» WHAT THIS TASK INVOLVES:
Return only the line that contains "box: [1250, 816, 1352, 1078]" and each line after it, through the last line of the data below, copied exactly.

---- DATA SUPPLIED

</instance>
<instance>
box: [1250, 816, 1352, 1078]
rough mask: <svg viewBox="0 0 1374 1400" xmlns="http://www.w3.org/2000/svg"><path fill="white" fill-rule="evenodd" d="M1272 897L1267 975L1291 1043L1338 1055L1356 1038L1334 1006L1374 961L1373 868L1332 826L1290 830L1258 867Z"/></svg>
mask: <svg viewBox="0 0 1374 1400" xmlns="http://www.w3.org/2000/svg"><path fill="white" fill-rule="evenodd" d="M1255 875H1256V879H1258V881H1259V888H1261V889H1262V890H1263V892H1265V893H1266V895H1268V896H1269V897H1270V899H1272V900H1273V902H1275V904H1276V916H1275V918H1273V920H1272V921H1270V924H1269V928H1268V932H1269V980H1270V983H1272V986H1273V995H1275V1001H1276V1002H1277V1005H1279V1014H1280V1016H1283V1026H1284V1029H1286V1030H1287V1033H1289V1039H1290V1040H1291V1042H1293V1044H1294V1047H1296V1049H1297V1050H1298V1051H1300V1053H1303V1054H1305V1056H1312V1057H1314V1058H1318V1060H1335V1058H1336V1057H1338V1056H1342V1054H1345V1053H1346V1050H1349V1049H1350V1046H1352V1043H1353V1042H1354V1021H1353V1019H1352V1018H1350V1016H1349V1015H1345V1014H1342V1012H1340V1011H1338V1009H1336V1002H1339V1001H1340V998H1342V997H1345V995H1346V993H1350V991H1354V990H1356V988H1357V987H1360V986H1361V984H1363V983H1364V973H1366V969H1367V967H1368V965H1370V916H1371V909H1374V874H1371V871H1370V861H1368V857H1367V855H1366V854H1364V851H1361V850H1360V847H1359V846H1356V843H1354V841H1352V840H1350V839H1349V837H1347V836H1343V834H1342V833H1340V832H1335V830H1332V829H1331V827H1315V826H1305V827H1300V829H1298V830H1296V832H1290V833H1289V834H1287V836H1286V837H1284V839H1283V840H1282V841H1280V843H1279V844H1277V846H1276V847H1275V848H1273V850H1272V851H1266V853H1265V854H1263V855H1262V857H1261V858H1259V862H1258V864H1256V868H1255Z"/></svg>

--------

» WRITTEN ANSWER:
box: [1250, 816, 1352, 1078]
rough mask: <svg viewBox="0 0 1374 1400" xmlns="http://www.w3.org/2000/svg"><path fill="white" fill-rule="evenodd" d="M1272 897L1267 975L1291 1043L1338 1055L1356 1038L1334 1006L1374 961L1373 868L1332 826L1290 830L1258 867Z"/></svg>
mask: <svg viewBox="0 0 1374 1400" xmlns="http://www.w3.org/2000/svg"><path fill="white" fill-rule="evenodd" d="M1255 875H1256V879H1258V881H1259V888H1261V889H1262V890H1263V892H1265V893H1266V895H1268V896H1269V897H1270V899H1272V900H1273V902H1275V904H1276V916H1275V918H1273V920H1272V921H1270V924H1269V928H1268V932H1269V980H1270V983H1272V986H1273V995H1275V1001H1276V1002H1277V1005H1279V1014H1280V1016H1283V1026H1284V1029H1286V1030H1287V1033H1289V1039H1290V1040H1291V1042H1293V1044H1294V1047H1296V1049H1297V1050H1298V1051H1300V1053H1303V1054H1305V1056H1312V1057H1314V1058H1318V1060H1335V1058H1336V1057H1338V1056H1342V1054H1345V1053H1346V1050H1349V1049H1350V1046H1352V1043H1353V1042H1354V1021H1353V1019H1352V1018H1350V1016H1349V1015H1345V1014H1342V1012H1340V1011H1338V1009H1336V1002H1339V1001H1340V998H1342V997H1345V995H1346V993H1350V991H1354V990H1356V988H1357V987H1360V986H1361V984H1363V983H1364V973H1366V969H1367V967H1368V965H1370V916H1371V909H1374V874H1371V871H1370V861H1368V857H1367V855H1366V854H1364V851H1361V850H1360V847H1359V846H1356V843H1354V841H1352V840H1350V839H1349V837H1347V836H1343V834H1342V833H1340V832H1335V830H1332V829H1331V827H1315V826H1305V827H1300V829H1298V830H1296V832H1290V833H1289V834H1287V836H1286V837H1284V839H1283V840H1282V841H1280V843H1279V844H1277V846H1276V847H1275V848H1273V850H1272V851H1266V853H1265V854H1263V855H1262V857H1261V858H1259V862H1258V864H1256V868H1255Z"/></svg>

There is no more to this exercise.